-- Text under study --

▬▬▬

An individual’s emotional and mental well-being affects how they feel about themself, their relationships and their ability to cope with difficult feelings and circumstances.
Being in a good place emotionally does not mean everything in your life is perfect, but that you are resilient enough to deal with any problems that arise, can adapt to change and can face the future with optimism.
No-one can be emotionally strong all the time. Life is unpredictable and takes its toll on our emotional well-being. Negative life events like the death of a loved one, housing concerns or even economic uncertainty are often the catalyst for mental health problems.
Parents must put their children’s needs before their own; however, this can be difficult if you are not feeling emotionally strong yourself.
For some women, it is the birth of their baby that signals the beginning of their mental health problems. The symptoms and severity of postnatal depression vary dramatically; however, many mothers with postnatal depression may struggle to bond with and look after their baby as a result.
Neither are children and young people unaffected by emotional and mental health problems. Many young people are unhappy, distressed, anxious and even suicidal, often in response to what is going on around them – at home, in school or the wider community – and over which they have no control.

▬▬▬

-- Entries shown --

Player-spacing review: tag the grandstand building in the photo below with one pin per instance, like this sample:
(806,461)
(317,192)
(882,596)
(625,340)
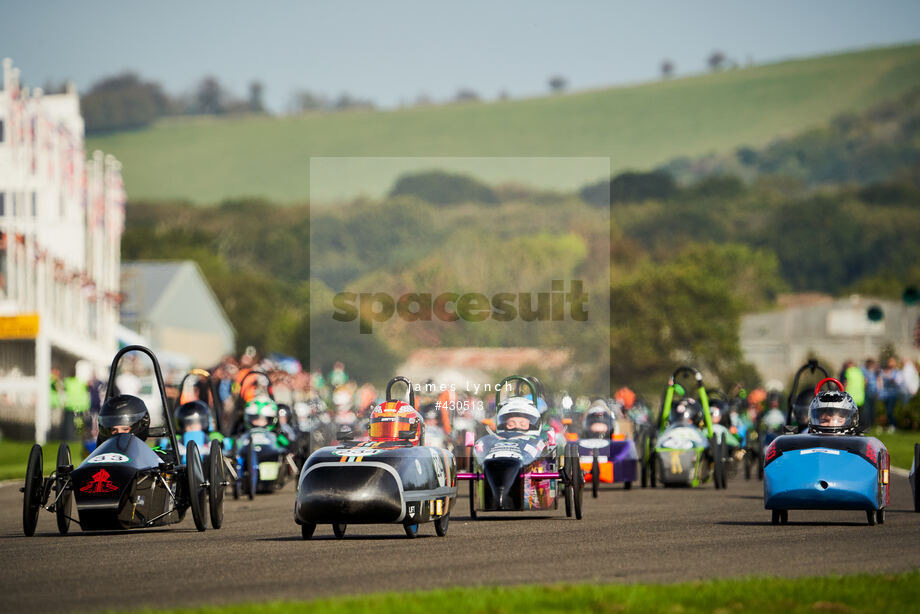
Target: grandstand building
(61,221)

▬▬▬

-- Activity 1 --
In the text on emotional and mental well-being, what signals the beginning of mental health problems for some women?
-- Activity 2 --
Carry the text on emotional and mental well-being forward from its last sentence.

-- Written answer 1 --
The birth of their baby.

-- Written answer 2 --
Children and young people look to their parents to look after them, so when a parent becomes ill it can be a very frightening and unsettling time for them, even more so when the parent has a terminal illness.
Children whose parents abuse alcohol and drugs are at higher risk of neglect and abuse and will be more likely to develop emotional and mental health problems themselves.
Some young people may start self-harming as a coping mechanism, while others may develop eating disorders.
Feeling good emotionally is just as important as feeling healthy and physically well. If you – or a child or young person you know – is feeling low or experiencing mental health problems, always talk to someone.
If you are concerned about the safety or well-being of a child or young person, always tell someone.